Das Thema ist offenbar wirklich wichtig: Sowohl Vertreter von Tesla als auch von Fastned nutzten die offizielle Eröffnung des gemeinsamen Elektroauto-Ladeparks bei Hilden im Oktober 2020, um in ihren Reden vor möglichen Zwangspausen beim Aufladen zu warnen, die zur Schonung des Stromnetzes durch ein neues Gesetz eingeführt werden könnten. An diesem Wochenende berichtete dann die Zeitung Welt am Sonntag, genau einen solchen Gesetzesentwurf habe das Bundeswirtschaftsministerium (BMWi) vorgelegt. Meldungen darüber auf Twitter lösten teils empörte Reaktionen aus. Und sie holten sogar das Ministerium aus seiner Wochenend-Ruhe, denn es erklärte, der zitierte Entwurf sei nicht mehr aktuell.

- ARBEITSANWEISUNGEN
(1) Gib bitte aus dem Text zu den Ladepausen den Abschnitt wortgetreu aus: Fang bei den Worten „Das Thema ist“ an und hör nach „nicht mehr aktuell.“ auf.
(2) Welche Zeitung hat laut dem Text zu den Ladepausen über den Gesetzesentwurf des Bundeswirtschaftsministeriums berichtet?
(3) Führe den Text zu den Ladepausen nach seinem letzten Satz weiter.
Die Zeilen braucht man hier nicht.

- EINTRÄGE IM DATENSATZ
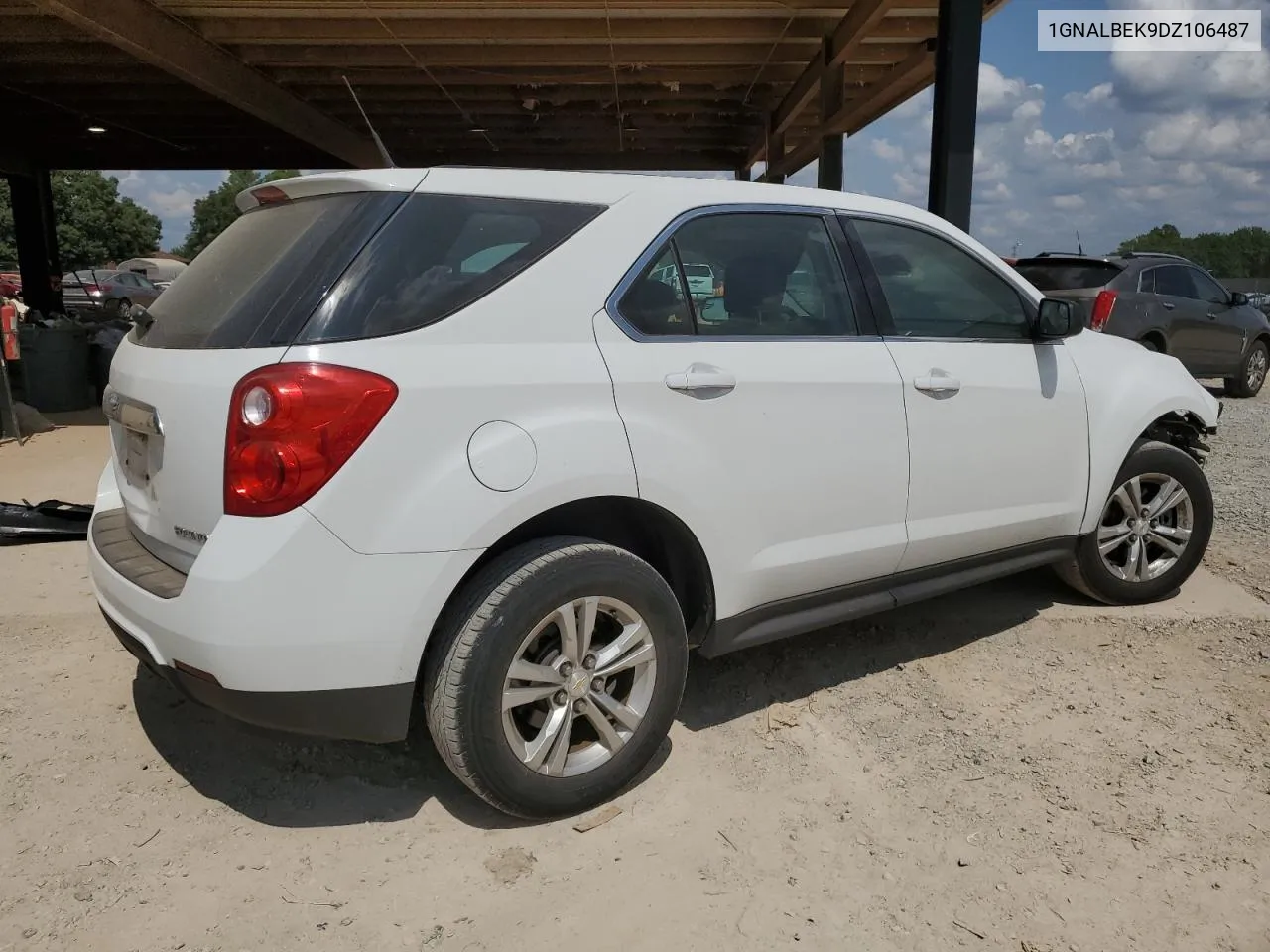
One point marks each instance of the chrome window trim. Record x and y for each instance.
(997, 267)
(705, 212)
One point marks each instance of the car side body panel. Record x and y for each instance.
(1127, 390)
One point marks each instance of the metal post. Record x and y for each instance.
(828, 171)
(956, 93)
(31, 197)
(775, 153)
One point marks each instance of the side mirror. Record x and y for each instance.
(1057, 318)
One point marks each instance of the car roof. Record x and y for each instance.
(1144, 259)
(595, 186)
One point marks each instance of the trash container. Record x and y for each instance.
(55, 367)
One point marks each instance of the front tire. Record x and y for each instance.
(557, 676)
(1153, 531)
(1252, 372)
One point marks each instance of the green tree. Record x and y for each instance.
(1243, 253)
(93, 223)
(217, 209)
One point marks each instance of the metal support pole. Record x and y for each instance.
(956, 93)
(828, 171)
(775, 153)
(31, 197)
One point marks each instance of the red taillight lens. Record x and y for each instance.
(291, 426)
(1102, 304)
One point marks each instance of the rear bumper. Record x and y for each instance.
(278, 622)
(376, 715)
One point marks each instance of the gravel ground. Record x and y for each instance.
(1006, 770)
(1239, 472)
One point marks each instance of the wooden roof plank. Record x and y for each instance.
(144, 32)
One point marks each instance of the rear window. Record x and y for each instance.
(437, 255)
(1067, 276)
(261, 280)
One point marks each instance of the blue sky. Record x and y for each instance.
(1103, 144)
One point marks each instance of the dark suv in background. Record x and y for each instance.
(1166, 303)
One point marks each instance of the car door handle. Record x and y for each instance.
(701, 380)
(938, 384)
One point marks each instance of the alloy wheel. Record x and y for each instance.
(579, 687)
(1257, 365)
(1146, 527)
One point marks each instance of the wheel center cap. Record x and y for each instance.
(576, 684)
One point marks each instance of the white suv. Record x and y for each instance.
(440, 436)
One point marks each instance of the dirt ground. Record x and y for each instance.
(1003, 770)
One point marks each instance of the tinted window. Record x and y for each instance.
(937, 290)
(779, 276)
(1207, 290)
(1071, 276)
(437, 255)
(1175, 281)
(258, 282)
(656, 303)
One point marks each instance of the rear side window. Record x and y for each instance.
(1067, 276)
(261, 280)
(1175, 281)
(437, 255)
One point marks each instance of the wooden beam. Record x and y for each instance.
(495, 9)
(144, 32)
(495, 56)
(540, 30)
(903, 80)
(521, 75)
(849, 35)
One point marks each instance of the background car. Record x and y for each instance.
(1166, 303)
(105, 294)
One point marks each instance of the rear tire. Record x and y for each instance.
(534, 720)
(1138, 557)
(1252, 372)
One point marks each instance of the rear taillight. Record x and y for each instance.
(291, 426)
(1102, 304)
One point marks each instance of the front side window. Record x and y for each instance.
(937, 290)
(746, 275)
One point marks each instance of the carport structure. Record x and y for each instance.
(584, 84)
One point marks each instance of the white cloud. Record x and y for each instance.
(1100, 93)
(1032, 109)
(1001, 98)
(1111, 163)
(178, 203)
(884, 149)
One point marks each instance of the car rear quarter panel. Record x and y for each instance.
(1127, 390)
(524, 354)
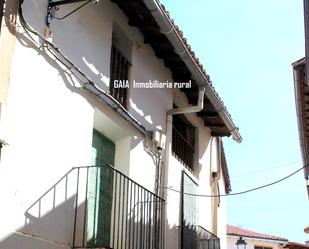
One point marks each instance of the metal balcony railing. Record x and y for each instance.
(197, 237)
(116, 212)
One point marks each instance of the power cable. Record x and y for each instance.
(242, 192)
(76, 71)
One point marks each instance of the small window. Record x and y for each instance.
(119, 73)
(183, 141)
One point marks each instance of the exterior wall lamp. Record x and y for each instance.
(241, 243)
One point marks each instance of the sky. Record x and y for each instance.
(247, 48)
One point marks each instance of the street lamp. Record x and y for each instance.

- ERGEBNISSE DER REIHE
(1)
Das Thema ist offenbar wirklich wichtig: Sowohl Vertreter von Tesla als auch von Fastned nutzten die offizielle Eröffnung des gemeinsamen Elektroauto-Ladeparks bei Hilden im Oktober 2020, um in ihren Reden vor möglichen Zwangspausen beim Aufladen zu warnen, die zur Schonung des Stromnetzes durch ein neues Gesetz eingeführt werden könnten. An diesem Wochenende berichtete dann die Zeitung Welt am Sonntag, genau einen solchen Gesetzesentwurf habe das Bundeswirtschaftsministerium (BMWi) vorgelegt. Meldungen darüber auf Twitter lösten teils empörte Reaktionen aus. Und sie holten sogar das Ministerium aus seiner Wochenend-Ruhe, denn es erklärte, der zitierte Entwurf sei nicht mehr aktuell.

(2) Die Zeitung Welt am Sonntag.

(3)
„Spitzenglättung“ als Elektroauto-Bremse
„Wirtschaftsministerium plant Zwangs-Ladepausen für Elektroutos“, lautet die Überschrift des am Sonntagvormittag veröffentlichten Welt-Artikels. Eingeführt werden könnten sie durch eine Änderung des deutschen Energiewirtschaft-Gesetzes (EnWG): Der neue Paragraf 14a sehe ein Recht der Netzbetreiber vor, „steuerbaren Verbrauchseinrichtungen“ wie Wärmepumpen oder eben auch Elektroauto-Ladestationen den Strom abzuschalten. Das werde als „Spitzenglättung“ bezeichnet und solle eine Überlastung des Netzes verhindern.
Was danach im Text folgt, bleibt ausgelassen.